Work to do:
(a) In the passage on purpose-filled faith, condense the paragraph beginning "But reaching the goal and prize" into a short bulleted list that keeps its main facts.
(b) According to the passage on purpose-filled faith, in which race did Derek Redmond tear a hamstring?
(c) Repeat the passage on purpose-filled faith word for word, between "We hunger after" and "for eternal life.", inclusive.

::: Passage shown :::

Like Paul, we too must have a purpose to our lives of faith, and set out to fulfill our purpose with all the ambition, determination, devotion, and enthusiasm of faith that we can muster, because like Paul we too stand in the presence of God and of the living Christ, and we too have reserved for us the crown of righteousness when Christ comes again.
Our purpose-filled faith must be ambitious. In the jargon of athletics, it means desire, it means having a hunger to want to accomplish more than what we expect to accomplish, to want to grow and mature in the faith more than what we are now, to want to push ourselves to greater and greater heights of spiritual joy and fulfillment.
We hunger after many things – money, prestige, even power – and we stuff ourselves with the food that provides no spiritual nourishment. Jesus said, “Blessed are those who hunger and thirst for righteousness, for they shall be filled.” Even when we do hunger and thirst after righteousness, we prefer not to make a big deal out of it. We prefer to speak softly. We would rather have a faith that is written without punctuation, when what we need is a faith with an exclamation mark. We should be so ambitious in our faith that we crave to be filled over and over again by the only one who is the true food for eternal life.
Our purpose-filled faith must be determined. We must be determined to reach the goal and prize that awaits us on the last day. Too many people today are determined to reach the goal and prize of the crowns of this world, but in the end, the crowns of this world only rot and decay, but the crown of righteousness lasts forever.
But reaching the goal and prize that awaits us on the last day is not always easy. In the 1992 Summer Olympics, while running in the 400-meter semifinal, British runner Derek Redmond tore a hamstring and fell to the track. Derek struggled to his feet and began to hobble down the track, determined to complete the race. As he hobbled down the track, a man ran out of the stands to help him off the track. It was Derek’s father. But Derek refused to quit. He leaned on his father, and the two of them crossed the finish line together to a deafening applause.

::: Supplied material :::

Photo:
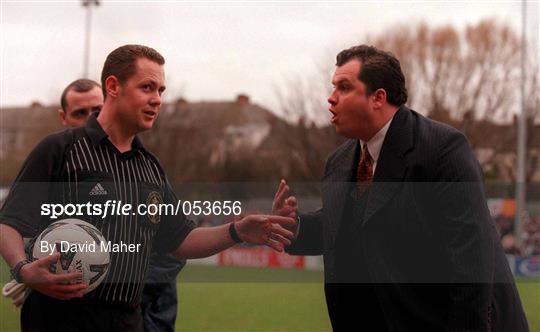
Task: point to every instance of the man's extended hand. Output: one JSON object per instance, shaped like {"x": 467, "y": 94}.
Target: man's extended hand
{"x": 267, "y": 230}
{"x": 59, "y": 286}
{"x": 285, "y": 205}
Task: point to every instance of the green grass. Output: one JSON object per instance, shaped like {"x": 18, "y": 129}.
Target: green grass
{"x": 251, "y": 299}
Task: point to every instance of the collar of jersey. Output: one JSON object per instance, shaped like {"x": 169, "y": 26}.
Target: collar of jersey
{"x": 98, "y": 136}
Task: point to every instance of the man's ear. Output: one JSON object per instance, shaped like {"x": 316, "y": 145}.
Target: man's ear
{"x": 62, "y": 116}
{"x": 378, "y": 98}
{"x": 112, "y": 86}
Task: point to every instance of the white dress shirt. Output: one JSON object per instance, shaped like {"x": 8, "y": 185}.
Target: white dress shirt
{"x": 375, "y": 143}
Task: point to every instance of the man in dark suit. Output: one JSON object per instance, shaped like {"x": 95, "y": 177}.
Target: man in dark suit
{"x": 406, "y": 235}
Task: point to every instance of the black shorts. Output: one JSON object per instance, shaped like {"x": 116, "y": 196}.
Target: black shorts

:::

Answers provided:
(a)
- Reaching the goal and prize that awaits us on the last day is not always easy.
- At the 1992 Summer Olympics, British runner Derek Redmond tore a hamstring in the 400-meter semifinal and fell.
- He got up and hobbled on, determined to finish.
- His father ran out of the stands to help him off the track, but Derek refused to quit.
- Leaning on his father, he crossed the finish line with him to deafening applause.

(b) The 400-meter semifinal at the 1992 Summer Olympics.

(c)
We hunger after many things – money, prestige, even power – and we stuff ourselves with the food that provides no spiritual nourishment. Jesus said, “Blessed are those who hunger and thirst for righteousness, for they shall be filled.” Even when we do hunger and thirst after righteousness, we prefer not to make a big deal out of it. We prefer to speak softly. We would rather have a faith that is written without punctuation, when what we need is a faith with an exclamation mark. We should be so ambitious in our faith that we crave to be filled over and over again by the only one who is the true food for eternal life.